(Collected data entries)
□ □ □ □

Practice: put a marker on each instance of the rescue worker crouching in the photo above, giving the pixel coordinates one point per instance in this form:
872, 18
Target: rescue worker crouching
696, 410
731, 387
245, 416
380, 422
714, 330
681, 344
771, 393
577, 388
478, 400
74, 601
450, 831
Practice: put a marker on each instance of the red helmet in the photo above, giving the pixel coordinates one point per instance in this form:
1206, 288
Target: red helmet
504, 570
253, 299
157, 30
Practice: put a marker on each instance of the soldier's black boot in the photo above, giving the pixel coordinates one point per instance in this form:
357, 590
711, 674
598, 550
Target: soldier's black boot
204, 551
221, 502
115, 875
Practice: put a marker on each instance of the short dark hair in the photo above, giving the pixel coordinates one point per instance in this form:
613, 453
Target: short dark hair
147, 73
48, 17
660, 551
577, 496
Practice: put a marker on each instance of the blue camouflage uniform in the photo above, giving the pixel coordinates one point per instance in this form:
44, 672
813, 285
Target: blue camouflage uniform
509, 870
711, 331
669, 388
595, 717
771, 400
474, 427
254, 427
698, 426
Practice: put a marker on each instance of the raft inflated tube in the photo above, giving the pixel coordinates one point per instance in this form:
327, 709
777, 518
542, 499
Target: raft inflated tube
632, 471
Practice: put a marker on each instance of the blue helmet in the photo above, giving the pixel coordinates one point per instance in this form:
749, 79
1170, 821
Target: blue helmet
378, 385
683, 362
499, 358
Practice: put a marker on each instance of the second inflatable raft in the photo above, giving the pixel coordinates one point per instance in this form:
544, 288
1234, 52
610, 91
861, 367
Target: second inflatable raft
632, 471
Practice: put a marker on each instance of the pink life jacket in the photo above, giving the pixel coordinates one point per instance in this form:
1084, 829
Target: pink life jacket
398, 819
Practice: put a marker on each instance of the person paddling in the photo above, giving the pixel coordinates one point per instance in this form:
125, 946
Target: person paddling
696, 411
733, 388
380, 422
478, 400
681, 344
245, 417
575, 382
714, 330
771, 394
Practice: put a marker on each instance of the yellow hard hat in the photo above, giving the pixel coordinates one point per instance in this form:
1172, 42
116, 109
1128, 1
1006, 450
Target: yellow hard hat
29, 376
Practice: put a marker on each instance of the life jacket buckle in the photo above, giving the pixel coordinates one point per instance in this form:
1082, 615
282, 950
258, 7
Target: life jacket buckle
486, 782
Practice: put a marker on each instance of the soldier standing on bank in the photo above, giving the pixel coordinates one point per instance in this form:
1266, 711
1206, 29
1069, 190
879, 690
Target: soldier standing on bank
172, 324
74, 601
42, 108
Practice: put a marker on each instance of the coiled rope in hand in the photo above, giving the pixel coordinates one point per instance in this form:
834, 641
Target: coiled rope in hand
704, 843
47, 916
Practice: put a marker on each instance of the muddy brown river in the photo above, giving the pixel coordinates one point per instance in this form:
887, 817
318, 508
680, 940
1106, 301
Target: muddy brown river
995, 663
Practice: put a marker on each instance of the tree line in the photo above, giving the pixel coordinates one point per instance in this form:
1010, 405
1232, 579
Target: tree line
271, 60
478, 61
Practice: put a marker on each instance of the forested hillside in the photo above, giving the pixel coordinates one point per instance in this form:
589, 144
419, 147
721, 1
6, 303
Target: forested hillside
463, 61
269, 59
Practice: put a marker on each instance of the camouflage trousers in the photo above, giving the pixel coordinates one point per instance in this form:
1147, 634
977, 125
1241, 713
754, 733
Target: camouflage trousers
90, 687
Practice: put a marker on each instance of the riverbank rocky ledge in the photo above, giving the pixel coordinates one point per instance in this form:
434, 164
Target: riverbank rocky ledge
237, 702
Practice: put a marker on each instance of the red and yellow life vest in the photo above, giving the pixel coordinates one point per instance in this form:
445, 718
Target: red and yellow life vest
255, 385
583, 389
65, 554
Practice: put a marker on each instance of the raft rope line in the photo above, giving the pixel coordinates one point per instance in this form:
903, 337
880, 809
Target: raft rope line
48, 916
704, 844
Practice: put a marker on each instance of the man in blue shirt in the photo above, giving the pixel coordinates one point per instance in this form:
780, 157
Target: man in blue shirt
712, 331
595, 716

□ □ □ □

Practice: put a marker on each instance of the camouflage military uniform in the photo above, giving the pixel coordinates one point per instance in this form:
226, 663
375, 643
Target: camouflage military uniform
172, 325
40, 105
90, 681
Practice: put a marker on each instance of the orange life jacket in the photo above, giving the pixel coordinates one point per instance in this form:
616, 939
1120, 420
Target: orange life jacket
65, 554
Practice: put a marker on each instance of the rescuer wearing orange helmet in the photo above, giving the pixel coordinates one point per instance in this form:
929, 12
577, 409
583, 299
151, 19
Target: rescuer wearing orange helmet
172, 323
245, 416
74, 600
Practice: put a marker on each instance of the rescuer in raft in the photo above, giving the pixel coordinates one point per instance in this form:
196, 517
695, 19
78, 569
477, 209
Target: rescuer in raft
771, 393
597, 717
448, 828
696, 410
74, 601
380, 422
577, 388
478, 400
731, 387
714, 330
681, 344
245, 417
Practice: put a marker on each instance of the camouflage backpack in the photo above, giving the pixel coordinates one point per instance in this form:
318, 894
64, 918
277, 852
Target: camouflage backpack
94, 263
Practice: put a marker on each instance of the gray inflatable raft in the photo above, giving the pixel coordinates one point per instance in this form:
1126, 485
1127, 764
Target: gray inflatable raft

□ □ □ □

→ **What to produce**: Reproduce the data from the line with "the camouflage backpack" up to and including the line with "Target: gray inflatable raft", renaming "pixel coordinates" to "image coordinates" and leaving everything else unchanged.

→ **Full solution**:
Practice: put a marker on each instance of the camouflage backpack in the photo above, giving the image coordinates one point per instance in this form:
318, 894
64, 918
277, 852
Target: camouflage backpack
94, 263
Practice: put a marker on each instance of the gray inflatable raft in the photo above, giving the image coordinates one point per instance in this form:
1126, 485
1127, 764
Target: gray inflatable raft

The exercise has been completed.